# [Work required]
Extend the passage on the proposed load-forecasting method for Pacific Northern Gas customers, starting right after its final sentence.

** Start of Passage shown **

In the Amended Application and the amended application filed in the Pacific Northern Gas (N.E.) Ltd. [PNG (N.E.)] 2016-2017 RRA proceeding, PNG and PNG (N.E.) propose a new method for forecasting load for Residential and Small Commercial customers. This section addresses whether the proposed method should be approved by the Panel for the purpose of calculating PNG and PNG (N.E.)’s annual revenue deficiencies/ (sufficiencies) and the resultant delivery rate changes. The Panel notes that due to the identical nature of the proposed load forecasting method put forth in the PNG and PNG (N.E.) RRAs, the evidence, discussion and determinations made in this section pertain to both applications.

** End of Passage shown **
** Start of Recorded information **

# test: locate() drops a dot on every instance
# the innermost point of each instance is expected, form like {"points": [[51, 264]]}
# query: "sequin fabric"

** End of Recorded information **

# [Output of the exercise]
PNG states that the Commission, in the reasons for decision appended to Order G-140-14 approving the PNG-West 2014 Resource Plan, encouraged PNG to harmonize its methods for forecasting design day demand in a consistent manner across all of its regulatory filings.[5] PNG submits that in order to generate a meaningful forecast of annual demand, changes made to a peak day demand forecasting method must then also be reflected in an annual demand forecasting method. PNG has therefore responded to the Commission’s suggestion by taking steps to harmonize both the annual and design day demand forecasting methods.[6]

 

Under both the existing and proposed forecasting methods, aggregate demand forecasts for Residential and Small Commercial customer classes are developed by multiplying the forecast of Use Per Accounts (UPAs) times the forecast for the total number of accounts.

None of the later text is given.